_Referring expression data:_
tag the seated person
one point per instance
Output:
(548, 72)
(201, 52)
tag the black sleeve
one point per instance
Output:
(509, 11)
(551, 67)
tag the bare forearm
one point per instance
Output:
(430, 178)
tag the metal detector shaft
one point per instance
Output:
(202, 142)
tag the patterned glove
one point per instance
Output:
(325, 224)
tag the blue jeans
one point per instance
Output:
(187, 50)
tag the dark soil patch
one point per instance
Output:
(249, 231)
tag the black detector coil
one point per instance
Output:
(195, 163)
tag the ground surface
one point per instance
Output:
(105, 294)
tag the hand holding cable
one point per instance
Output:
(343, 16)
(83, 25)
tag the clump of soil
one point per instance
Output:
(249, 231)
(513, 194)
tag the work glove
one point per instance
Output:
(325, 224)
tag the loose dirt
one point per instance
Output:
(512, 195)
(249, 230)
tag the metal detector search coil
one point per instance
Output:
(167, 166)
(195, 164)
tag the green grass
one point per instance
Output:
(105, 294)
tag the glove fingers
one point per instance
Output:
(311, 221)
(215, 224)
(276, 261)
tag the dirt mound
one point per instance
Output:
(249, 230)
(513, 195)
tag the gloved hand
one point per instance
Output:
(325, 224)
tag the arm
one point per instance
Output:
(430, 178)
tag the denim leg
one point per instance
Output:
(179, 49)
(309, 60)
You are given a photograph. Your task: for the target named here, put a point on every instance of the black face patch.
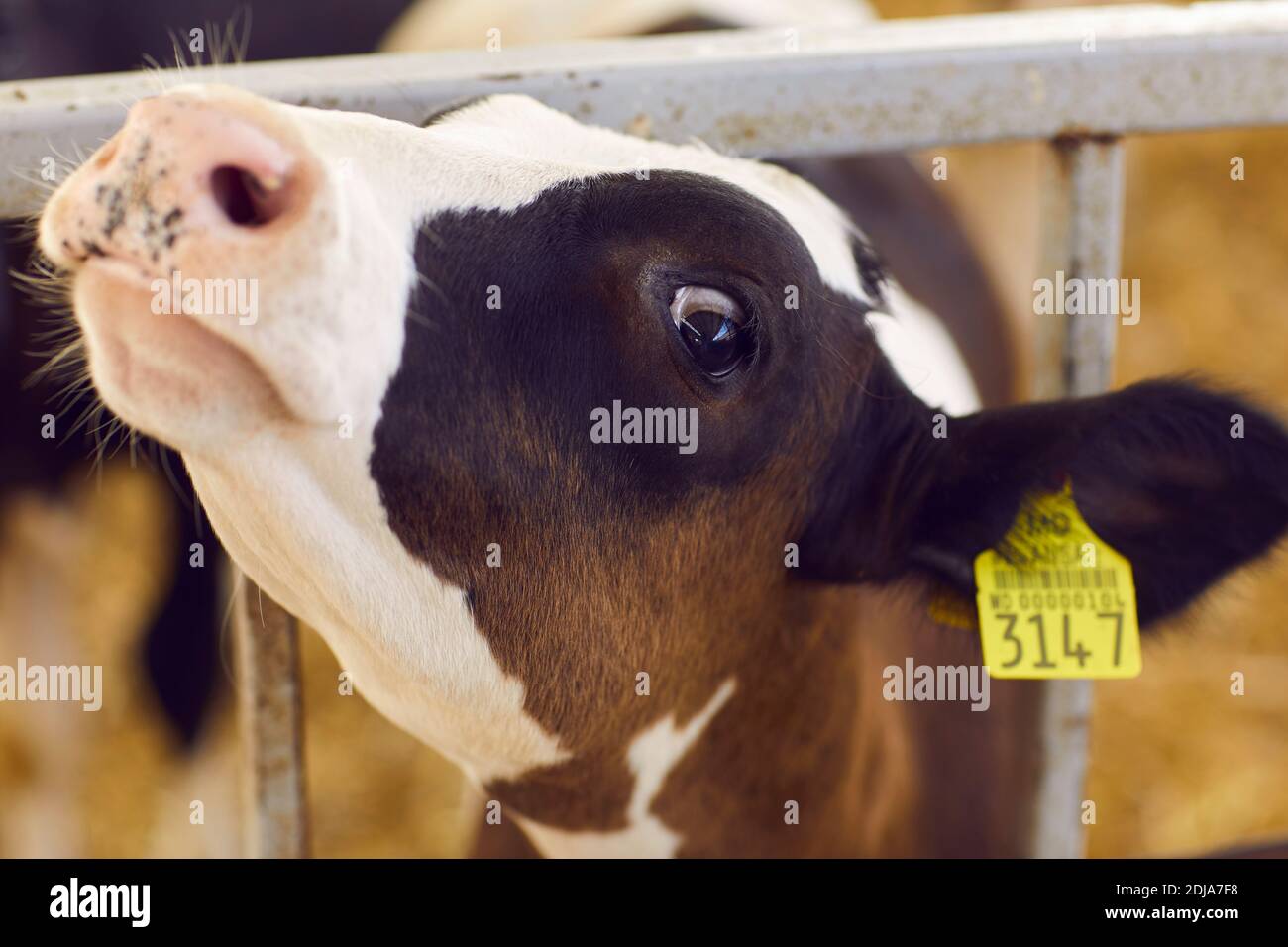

_Work order:_
No picture is to appear in the copy; every entry above is otherwise to be printed verbatim.

_Response:_
tag the seated person
one point per instance
Output:
(548, 72)
(201, 52)
tag the black sleeve
one point per instance
Output:
(509, 11)
(551, 67)
tag the bare forearm
one point per instance
Output:
(430, 178)
tag the metal detector shaft
one point per instance
Output:
(202, 142)
tag the patterned glove
one point per instance
Output:
(325, 224)
tag the blue jeans
one point per instance
Output:
(187, 50)
tag the dark soil patch
one point per instance
Output:
(249, 231)
tag the black detector coil
one point per instance
Output:
(195, 163)
tag the ground surface
one point per instance
Output:
(105, 294)
tag the hand holding cable
one point per instance
Output:
(343, 16)
(83, 25)
tag the clump of soil
one point per instance
Output:
(249, 231)
(513, 194)
tag the work glove
one point per instance
Output:
(325, 224)
tag the loose dirt
one point per instance
Output:
(512, 195)
(249, 230)
tag the metal detector search coil
one point per instance
Output:
(167, 166)
(195, 164)
tag the green grass
one point per instance
Output:
(105, 294)
tag the glove fingers
one point per instance
Output:
(311, 221)
(215, 224)
(276, 261)
tag the dirt mound
one point per instance
Output:
(249, 230)
(513, 195)
tag the gloved hand
one point per instance
Output:
(325, 224)
tag the arm
one point per instance
Output:
(430, 178)
tag the denim leg
one point per instance
Output:
(179, 49)
(309, 60)
You are given a photograph. Your task: for the target named here, put a point on every instance of the black face patch.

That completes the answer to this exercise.